## Given passage
■ ■ ■ ■

Turbo-Charge Your Business

A leading industry business consultant says there are three keys to profitability: understanding your customers, understanding your business and bringing the two together.

Acme Bakery, your largest commercial customer, just called to cancel their service; one of your technicians accidentally spilled some pesticide in a residential neighborhood and several homeowners called the fire department to complain; your receptionist just turned in her resignation … needless to say, it’s been a long day! Your head is pounding. On your way home you stop at the drugstore to get your hands on a bottle of acetaminophen, naproxen sodium or ibuprofen. Right?

Probably not. In fact, what you’ll look for at the drugstore is a brand name — a Tylenol, Bayer, Advil, Alleve or Motrin. Because when you’re buying a pain reliever you’re not buying the active ingredient, you’re buying relief from your headache. The brand that best represents that relief is the one you’ll choose, gladly handing over your money in exchange for an end to your discomfort.

■ ■ ■ ■

## Information provided
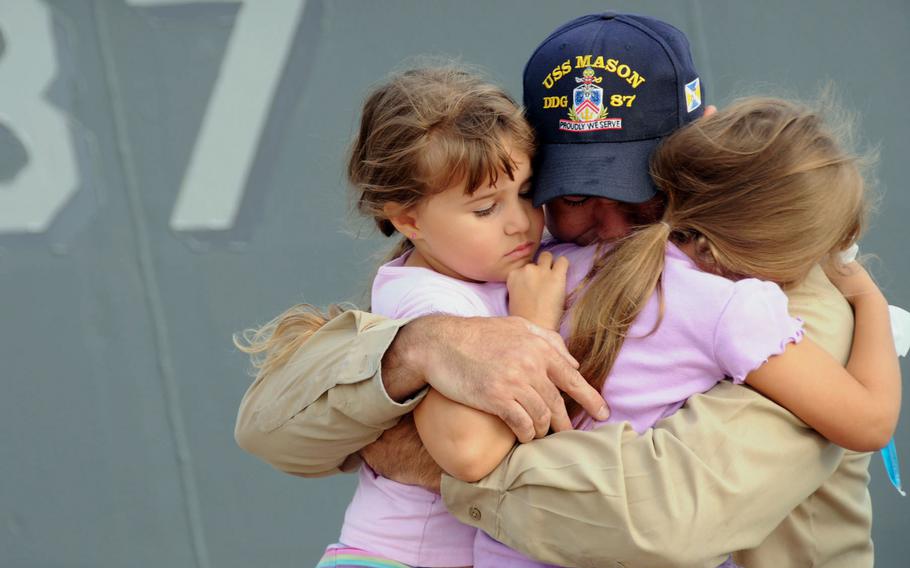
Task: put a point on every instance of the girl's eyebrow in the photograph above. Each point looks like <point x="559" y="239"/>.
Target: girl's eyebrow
<point x="479" y="197"/>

■ ■ ■ ■

## Exercise requirements
1) According to the business article, what are the three keys to profitability?
2) Output the part of the business article that begins at the words "Acme Bakery, your" and stops after "or ibuprofen. Right?".
3) Rewrite the paragraph of the business article that opens with "Probably not. In fact" in a shorter form, keeping its main facts.
The data plays no part in this.

## Responses per task
1) Understanding your customers, understanding your business and bringing the two together.

2)
Acme Bakery, your largest commercial customer, just called to cancel their service; one of your technicians accidentally spilled some pesticide in a residential neighborhood and several homeowners called the fire department to complain; your receptionist just turned in her resignation … needless to say, it’s been a long day! Your head is pounding. On your way home you stop at the drugstore to get your hands on a bottle of acetaminophen, naproxen sodium or ibuprofen. Right?

3) At the drugstore you look for a brand name such as Tylenol, Bayer, Advil, Alleve or Motrin, not an active ingredient. You are buying relief from your headache, so you choose the brand that best represents that relief and gladly pay to end your discomfort.